Gather each line in the rows below that contains the string "vent". Case counts.

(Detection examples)
────────────────────────────────────────

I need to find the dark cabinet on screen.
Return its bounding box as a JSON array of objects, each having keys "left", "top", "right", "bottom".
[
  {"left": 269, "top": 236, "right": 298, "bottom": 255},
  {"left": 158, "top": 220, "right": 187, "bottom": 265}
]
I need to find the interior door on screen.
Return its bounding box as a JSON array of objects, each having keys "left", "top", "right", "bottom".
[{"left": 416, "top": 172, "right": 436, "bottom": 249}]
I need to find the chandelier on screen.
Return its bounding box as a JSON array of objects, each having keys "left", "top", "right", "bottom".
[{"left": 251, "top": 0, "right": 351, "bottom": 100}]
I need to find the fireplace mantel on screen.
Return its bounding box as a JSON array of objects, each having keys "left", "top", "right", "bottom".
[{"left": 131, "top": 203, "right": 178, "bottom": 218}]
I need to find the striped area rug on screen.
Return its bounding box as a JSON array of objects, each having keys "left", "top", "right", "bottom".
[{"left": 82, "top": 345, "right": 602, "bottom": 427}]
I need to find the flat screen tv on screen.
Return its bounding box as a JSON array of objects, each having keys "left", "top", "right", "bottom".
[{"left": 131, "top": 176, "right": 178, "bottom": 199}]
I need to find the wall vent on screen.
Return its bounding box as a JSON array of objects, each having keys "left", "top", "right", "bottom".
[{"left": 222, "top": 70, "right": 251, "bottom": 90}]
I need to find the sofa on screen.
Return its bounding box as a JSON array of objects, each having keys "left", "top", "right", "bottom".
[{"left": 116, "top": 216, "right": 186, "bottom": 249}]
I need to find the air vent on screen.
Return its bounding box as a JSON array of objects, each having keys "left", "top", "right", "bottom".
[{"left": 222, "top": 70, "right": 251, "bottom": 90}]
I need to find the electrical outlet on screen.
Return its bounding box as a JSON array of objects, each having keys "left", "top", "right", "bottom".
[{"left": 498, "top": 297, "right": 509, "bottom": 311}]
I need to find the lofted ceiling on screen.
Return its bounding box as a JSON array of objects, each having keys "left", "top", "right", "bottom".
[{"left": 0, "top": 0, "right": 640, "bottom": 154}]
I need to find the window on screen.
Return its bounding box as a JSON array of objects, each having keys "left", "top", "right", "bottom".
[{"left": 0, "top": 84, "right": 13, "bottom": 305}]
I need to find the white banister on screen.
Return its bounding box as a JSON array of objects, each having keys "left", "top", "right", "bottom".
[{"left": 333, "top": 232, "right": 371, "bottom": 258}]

────────────────────────────────────────

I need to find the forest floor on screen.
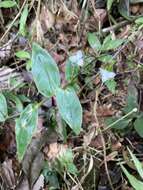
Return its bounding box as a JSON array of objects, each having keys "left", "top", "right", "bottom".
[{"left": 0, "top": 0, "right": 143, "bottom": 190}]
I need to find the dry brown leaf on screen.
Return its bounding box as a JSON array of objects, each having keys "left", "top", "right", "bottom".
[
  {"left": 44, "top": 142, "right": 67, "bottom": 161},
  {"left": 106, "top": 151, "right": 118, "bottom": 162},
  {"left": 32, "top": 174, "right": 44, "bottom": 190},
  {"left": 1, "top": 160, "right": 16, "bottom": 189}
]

────────────────────────────────────────

**Exercise answer:**
I need to find the wall vent on screen.
I need to find the air vent on screen.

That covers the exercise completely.